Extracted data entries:

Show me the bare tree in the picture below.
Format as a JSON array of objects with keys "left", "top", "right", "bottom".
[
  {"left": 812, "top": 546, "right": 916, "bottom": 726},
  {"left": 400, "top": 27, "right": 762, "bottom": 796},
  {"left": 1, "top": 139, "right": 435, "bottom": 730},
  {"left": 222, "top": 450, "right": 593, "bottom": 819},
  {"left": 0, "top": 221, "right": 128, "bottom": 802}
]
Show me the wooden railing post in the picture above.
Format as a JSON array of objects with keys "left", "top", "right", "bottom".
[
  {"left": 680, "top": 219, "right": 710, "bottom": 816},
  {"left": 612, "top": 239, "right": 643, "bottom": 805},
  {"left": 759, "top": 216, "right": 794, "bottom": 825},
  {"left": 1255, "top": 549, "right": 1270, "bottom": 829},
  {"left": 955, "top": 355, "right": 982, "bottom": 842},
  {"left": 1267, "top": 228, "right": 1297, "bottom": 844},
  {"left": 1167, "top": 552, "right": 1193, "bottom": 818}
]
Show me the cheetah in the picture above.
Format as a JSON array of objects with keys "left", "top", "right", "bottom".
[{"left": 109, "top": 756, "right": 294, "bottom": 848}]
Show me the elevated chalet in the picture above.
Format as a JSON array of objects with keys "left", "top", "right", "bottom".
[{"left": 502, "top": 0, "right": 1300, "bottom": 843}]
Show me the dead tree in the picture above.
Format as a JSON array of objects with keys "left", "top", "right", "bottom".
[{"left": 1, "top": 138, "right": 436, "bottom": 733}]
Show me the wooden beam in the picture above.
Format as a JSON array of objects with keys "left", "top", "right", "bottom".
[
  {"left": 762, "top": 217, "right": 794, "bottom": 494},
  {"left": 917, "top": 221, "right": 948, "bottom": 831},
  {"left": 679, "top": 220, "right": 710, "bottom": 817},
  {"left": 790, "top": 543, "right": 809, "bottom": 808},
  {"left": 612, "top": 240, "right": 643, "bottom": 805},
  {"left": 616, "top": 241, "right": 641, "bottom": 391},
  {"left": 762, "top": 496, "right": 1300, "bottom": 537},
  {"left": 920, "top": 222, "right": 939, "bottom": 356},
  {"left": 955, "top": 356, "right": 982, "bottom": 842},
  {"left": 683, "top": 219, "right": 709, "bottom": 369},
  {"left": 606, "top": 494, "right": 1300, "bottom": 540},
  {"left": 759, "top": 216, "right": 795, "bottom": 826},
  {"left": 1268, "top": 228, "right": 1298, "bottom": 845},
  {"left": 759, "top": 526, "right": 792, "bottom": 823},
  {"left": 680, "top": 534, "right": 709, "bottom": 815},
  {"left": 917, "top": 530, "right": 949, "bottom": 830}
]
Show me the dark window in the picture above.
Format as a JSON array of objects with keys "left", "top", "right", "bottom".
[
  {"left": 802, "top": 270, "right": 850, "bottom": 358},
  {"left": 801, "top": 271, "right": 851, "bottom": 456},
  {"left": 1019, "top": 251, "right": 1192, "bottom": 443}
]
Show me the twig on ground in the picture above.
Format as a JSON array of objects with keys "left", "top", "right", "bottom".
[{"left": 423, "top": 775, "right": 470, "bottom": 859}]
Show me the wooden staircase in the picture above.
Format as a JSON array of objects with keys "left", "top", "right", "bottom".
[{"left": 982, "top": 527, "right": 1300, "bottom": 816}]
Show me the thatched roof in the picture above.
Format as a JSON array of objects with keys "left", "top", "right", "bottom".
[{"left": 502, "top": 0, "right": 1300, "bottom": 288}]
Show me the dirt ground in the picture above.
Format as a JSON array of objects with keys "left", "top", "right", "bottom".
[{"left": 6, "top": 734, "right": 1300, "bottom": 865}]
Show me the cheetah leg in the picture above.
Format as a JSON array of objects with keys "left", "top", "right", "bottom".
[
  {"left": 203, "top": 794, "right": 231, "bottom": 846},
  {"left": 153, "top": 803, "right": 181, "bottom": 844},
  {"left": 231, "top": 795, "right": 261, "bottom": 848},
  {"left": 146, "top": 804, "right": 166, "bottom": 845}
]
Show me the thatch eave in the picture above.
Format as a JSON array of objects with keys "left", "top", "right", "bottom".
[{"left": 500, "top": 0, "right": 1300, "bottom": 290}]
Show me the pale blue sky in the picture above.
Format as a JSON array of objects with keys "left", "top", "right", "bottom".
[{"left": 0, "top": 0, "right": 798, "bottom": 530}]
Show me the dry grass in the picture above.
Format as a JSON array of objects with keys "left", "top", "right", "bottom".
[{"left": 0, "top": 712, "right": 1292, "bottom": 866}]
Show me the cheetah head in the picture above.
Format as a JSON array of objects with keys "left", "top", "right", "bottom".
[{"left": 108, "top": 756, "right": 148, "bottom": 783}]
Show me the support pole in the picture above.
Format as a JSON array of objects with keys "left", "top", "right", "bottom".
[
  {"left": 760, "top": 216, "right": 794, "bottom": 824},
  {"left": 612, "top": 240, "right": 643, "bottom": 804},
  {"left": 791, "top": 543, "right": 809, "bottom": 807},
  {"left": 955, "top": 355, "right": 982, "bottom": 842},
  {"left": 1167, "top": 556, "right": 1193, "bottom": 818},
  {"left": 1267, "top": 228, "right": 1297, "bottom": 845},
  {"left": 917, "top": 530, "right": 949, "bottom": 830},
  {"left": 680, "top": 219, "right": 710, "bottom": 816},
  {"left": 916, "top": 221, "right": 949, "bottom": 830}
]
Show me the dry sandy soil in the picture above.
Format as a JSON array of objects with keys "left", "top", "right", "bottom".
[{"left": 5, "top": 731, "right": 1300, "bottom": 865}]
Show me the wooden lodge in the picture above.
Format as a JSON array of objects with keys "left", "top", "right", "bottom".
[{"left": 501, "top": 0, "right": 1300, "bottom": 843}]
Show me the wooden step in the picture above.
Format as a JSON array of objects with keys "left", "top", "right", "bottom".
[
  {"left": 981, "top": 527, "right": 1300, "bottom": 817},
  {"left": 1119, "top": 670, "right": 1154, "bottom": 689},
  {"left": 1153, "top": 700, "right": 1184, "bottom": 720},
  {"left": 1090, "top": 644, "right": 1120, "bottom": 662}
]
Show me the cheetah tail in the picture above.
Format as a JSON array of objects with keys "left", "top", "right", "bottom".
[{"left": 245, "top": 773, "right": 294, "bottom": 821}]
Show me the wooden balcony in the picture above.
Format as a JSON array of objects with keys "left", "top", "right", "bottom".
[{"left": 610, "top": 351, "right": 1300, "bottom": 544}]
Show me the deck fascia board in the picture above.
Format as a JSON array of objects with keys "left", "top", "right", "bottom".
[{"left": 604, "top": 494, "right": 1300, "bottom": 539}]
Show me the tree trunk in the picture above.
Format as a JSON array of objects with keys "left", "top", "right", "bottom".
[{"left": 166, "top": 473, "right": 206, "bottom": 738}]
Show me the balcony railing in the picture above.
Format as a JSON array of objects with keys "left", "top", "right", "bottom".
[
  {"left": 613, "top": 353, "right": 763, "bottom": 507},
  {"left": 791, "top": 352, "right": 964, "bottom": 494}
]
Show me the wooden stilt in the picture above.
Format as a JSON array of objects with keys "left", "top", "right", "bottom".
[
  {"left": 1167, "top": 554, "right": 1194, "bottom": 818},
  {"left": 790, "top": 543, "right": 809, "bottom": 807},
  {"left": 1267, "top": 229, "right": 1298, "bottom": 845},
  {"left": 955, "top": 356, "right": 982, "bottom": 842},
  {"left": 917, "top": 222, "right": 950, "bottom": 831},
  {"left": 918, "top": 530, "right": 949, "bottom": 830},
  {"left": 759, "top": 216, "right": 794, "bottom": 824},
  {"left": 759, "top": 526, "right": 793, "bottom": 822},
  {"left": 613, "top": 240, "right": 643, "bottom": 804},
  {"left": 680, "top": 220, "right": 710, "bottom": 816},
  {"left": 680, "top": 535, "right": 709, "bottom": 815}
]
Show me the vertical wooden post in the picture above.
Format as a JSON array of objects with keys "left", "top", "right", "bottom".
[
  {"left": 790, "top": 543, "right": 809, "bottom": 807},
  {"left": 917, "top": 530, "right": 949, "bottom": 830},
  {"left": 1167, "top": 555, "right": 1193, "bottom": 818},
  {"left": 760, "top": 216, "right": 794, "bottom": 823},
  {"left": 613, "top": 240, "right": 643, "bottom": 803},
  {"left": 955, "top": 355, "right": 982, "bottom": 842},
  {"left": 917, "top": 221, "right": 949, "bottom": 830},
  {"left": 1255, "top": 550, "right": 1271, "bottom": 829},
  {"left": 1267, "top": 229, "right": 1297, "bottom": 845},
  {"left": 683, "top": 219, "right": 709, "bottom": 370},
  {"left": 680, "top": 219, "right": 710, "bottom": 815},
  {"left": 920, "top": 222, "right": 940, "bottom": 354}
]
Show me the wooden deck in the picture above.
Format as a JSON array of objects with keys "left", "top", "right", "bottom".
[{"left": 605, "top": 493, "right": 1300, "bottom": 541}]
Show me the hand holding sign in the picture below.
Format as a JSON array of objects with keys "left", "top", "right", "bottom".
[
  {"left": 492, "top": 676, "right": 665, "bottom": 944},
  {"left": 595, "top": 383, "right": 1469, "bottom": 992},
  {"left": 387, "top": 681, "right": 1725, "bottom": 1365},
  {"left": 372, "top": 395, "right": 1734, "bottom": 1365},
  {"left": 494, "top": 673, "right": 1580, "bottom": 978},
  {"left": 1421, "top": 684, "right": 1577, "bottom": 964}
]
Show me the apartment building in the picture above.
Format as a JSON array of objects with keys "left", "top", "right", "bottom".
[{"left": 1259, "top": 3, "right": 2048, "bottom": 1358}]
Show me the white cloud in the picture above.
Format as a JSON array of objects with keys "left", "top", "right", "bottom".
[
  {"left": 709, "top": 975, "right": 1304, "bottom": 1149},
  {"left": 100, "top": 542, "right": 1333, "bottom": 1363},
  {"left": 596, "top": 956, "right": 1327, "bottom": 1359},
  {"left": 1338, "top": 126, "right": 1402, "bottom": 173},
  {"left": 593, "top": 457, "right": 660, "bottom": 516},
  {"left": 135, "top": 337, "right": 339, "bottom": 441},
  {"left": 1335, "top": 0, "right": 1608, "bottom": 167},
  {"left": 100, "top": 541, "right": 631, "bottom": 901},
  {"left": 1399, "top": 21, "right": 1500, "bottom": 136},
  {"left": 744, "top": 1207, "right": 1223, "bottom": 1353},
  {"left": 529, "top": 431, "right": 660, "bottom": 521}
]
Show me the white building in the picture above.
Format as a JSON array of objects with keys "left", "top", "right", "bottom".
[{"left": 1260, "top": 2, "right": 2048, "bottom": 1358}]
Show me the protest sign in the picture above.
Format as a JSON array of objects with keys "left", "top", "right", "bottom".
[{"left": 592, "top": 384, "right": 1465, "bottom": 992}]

== What to produce ==
Please copy the lines above from the line with "Show me the cheetah tail" up to and including the line with "Show me the balcony", exactly as written and with nothing else.

== Written answer ==
Show me the cheetah tail in the picture above.
Format as a JSON array of objects with keys "left", "top", "right", "bottom".
[{"left": 245, "top": 773, "right": 294, "bottom": 821}]
Show me the wooden balcony in the picture above.
Format as a JSON array of objects with keys "left", "top", "right", "bottom".
[{"left": 610, "top": 351, "right": 1300, "bottom": 544}]
Show me the deck fascia board in the picture above.
Format as a JSON array of objects with keys "left", "top", "right", "bottom".
[{"left": 604, "top": 494, "right": 1300, "bottom": 539}]
Show me the tree trunk in the picture above.
Format as a JSON array of objects with keys "left", "top", "right", "bottom".
[{"left": 166, "top": 473, "right": 206, "bottom": 738}]
Show me the balcony railing in the picture above.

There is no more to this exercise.